# DOCUMENT SEGMENT

In 2025, the Hoover Institution Library & Archives advanced its longstanding mission to collect, preserve, and make available the most important material on war, revolution, and peace in the twentieth and twenty-first centuries. Guided by Herbert Hoover’s vision that the Institution must “recall the voice of experience against the making of war” and serve as a resource for the pursuit of peace, the Library & Archives continued to safeguard historical materials, expand access to knowledge, and promote curiosity across generations. Below are a few key accomplishments and activities from this year.

NEW COLLECTIONS

Throughout the year, curators at the Library & Archives traveled globally as well as locally to acquire rare materials that align with the mission of the Hoover Institution. Thanks to their dedication, we acquired more than sixty new collections and over one hundred increments to existing collections. Those that follow are among the many fascinating new items in our holdings:

William F. Buckley’s Typewriter

Christopher Buckley, son of William F. Buckley (1925–2008), donated the typewriter that “launched the modern conservative movement,” among other materials, to the Library & Archives. In an interview with Murdoch Distinguished Policy Fellow Peter Robinson on Uncommon Knowledge, Christopher said he thought his father “would be pleased that [the typewriter] is going somewhere it will be loved and taken good care of.” This physical artifact of intellectual engagement and democratic debate is currently on display in the Library & Archives reading room at the Hoover Institution.

Jack T. Young Papers

Born in Kona, Hawaii, Jack T. Young (1910–2000) led a life that spanned continents, conflicts, and causes. His collection follows an extraordinary path from explorer to soldier, from mediator to military advisor, and includes his service in Chiang Kai-shek’s Nationalist (Kuomintang) Army followed by service in the US Army during WWII and the Korean and Vietnam wars. These personal writings, photographs, reports, clippings, films, and maps broaden our knowledge about China before the 1949 Communist takeover and of the United States in the twentieth century.

# TASK DESCRIPTION
In the Hoover Library & Archives 2025 report, how many new collections did the curators acquire during the year?

# EXCERPTED RECORDS
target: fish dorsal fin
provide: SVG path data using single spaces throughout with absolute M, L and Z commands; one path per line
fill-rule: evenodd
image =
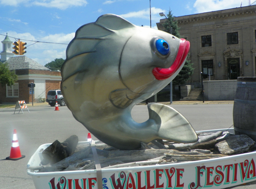
M 96 23 L 102 27 L 113 30 L 135 27 L 135 25 L 123 18 L 112 14 L 104 14 L 99 17 Z

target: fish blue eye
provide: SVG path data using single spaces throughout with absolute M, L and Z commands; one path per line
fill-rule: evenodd
M 158 39 L 156 41 L 156 47 L 157 51 L 162 55 L 167 55 L 170 52 L 169 45 L 163 39 Z

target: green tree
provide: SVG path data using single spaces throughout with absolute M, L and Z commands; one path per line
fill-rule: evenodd
M 171 33 L 178 38 L 181 38 L 179 30 L 180 28 L 178 26 L 178 21 L 174 19 L 174 16 L 172 14 L 172 11 L 169 11 L 166 17 L 167 19 L 166 21 L 163 23 L 162 25 L 165 28 L 165 31 Z M 187 56 L 188 58 L 189 55 Z M 181 69 L 180 73 L 178 74 L 176 77 L 173 80 L 173 85 L 182 85 L 186 83 L 190 78 L 192 74 L 193 74 L 194 69 L 193 63 L 190 62 L 190 60 L 187 60 L 185 62 L 185 64 Z
M 60 69 L 65 61 L 63 58 L 55 58 L 54 61 L 47 63 L 45 66 L 51 70 Z
M 0 62 L 0 83 L 2 87 L 6 84 L 11 86 L 18 80 L 14 71 L 9 70 L 7 63 Z

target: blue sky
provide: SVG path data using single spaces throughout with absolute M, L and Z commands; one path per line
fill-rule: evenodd
M 159 12 L 170 10 L 180 16 L 240 7 L 241 2 L 243 7 L 250 1 L 151 0 L 152 28 L 157 29 L 156 23 L 163 18 Z M 150 26 L 150 0 L 0 0 L 0 41 L 6 33 L 13 41 L 20 39 L 27 43 L 25 55 L 43 65 L 55 58 L 65 59 L 67 44 L 30 40 L 68 44 L 81 26 L 108 13 L 135 25 Z

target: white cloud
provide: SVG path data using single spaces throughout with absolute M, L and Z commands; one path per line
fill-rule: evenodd
M 197 0 L 194 5 L 197 13 L 211 12 L 240 7 L 242 0 Z M 242 6 L 247 6 L 246 1 L 243 2 Z
M 112 3 L 115 3 L 115 2 L 116 1 L 106 1 L 103 4 L 104 5 L 112 4 Z
M 4 5 L 17 6 L 22 4 L 65 10 L 71 7 L 85 6 L 88 3 L 86 0 L 0 0 L 0 4 Z
M 16 32 L 11 31 L 7 33 L 12 41 L 14 42 L 17 39 L 20 39 L 22 41 L 27 42 L 27 53 L 25 55 L 43 65 L 54 60 L 55 58 L 66 59 L 66 50 L 68 44 L 75 37 L 75 33 L 48 35 L 39 38 L 35 37 L 29 33 L 17 33 Z M 12 37 L 15 37 L 16 38 L 13 38 Z M 2 36 L 1 38 L 3 40 L 5 37 L 5 36 Z M 67 44 L 36 42 L 36 41 Z M 2 51 L 0 50 L 0 51 Z
M 97 11 L 98 12 L 101 13 L 103 11 L 103 10 L 102 10 L 102 9 L 98 9 L 98 10 Z
M 159 12 L 164 12 L 165 10 L 159 8 L 152 7 L 151 8 L 151 16 L 152 19 L 155 19 L 154 16 L 159 16 Z M 120 16 L 123 18 L 140 18 L 144 19 L 149 19 L 150 10 L 150 9 L 141 10 L 137 12 L 131 12 L 127 14 L 121 14 Z M 152 17 L 153 16 L 153 17 Z M 159 17 L 158 18 L 159 21 Z
M 27 3 L 29 0 L 0 0 L 0 4 L 4 5 L 16 6 L 18 5 Z
M 0 19 L 4 20 L 7 20 L 7 21 L 10 21 L 10 22 L 22 23 L 25 25 L 28 25 L 28 23 L 22 21 L 22 20 L 20 20 L 19 19 L 13 19 L 13 18 L 7 18 L 7 17 L 0 17 Z
M 33 2 L 35 5 L 56 8 L 61 10 L 65 10 L 71 7 L 85 6 L 87 4 L 86 0 L 39 0 Z

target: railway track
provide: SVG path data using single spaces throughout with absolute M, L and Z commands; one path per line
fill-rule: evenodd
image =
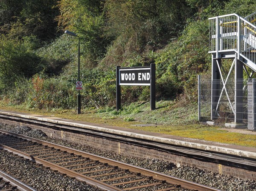
M 22 182 L 0 171 L 0 191 L 37 191 Z
M 3 149 L 105 190 L 220 191 L 41 140 L 0 132 Z

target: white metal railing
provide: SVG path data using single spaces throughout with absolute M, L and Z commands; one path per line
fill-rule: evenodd
M 254 25 L 256 23 L 256 12 L 244 17 L 244 19 Z
M 209 53 L 237 53 L 237 58 L 256 71 L 256 12 L 243 18 L 230 14 L 209 19 Z

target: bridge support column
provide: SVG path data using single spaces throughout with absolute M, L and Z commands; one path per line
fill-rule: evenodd
M 250 79 L 248 82 L 248 129 L 256 130 L 256 80 Z
M 218 66 L 218 63 L 221 64 L 221 59 L 215 58 L 215 55 L 212 54 L 212 97 L 211 97 L 211 120 L 214 120 L 218 117 L 216 116 L 216 108 L 218 102 L 220 95 L 220 80 L 221 75 Z
M 237 56 L 236 55 L 236 58 Z M 242 124 L 244 116 L 244 104 L 243 101 L 243 63 L 236 58 L 235 63 L 235 123 L 236 124 Z

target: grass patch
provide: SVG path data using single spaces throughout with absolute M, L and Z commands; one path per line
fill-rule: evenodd
M 106 124 L 223 144 L 256 147 L 255 135 L 229 132 L 220 129 L 219 127 L 198 124 L 197 105 L 193 104 L 184 105 L 180 105 L 176 101 L 161 101 L 157 103 L 156 110 L 150 111 L 149 102 L 137 102 L 123 105 L 122 109 L 118 111 L 113 107 L 105 107 L 98 110 L 90 108 L 83 109 L 82 113 L 77 115 L 75 110 L 28 109 L 22 105 L 10 105 L 1 102 L 0 110 Z M 155 124 L 157 127 L 133 125 L 145 123 Z

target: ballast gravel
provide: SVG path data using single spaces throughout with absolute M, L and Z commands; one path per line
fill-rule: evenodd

# SOLUTION TO THE PROBLEM
More than sixty new collections, plus over one hundred increments to existing collections.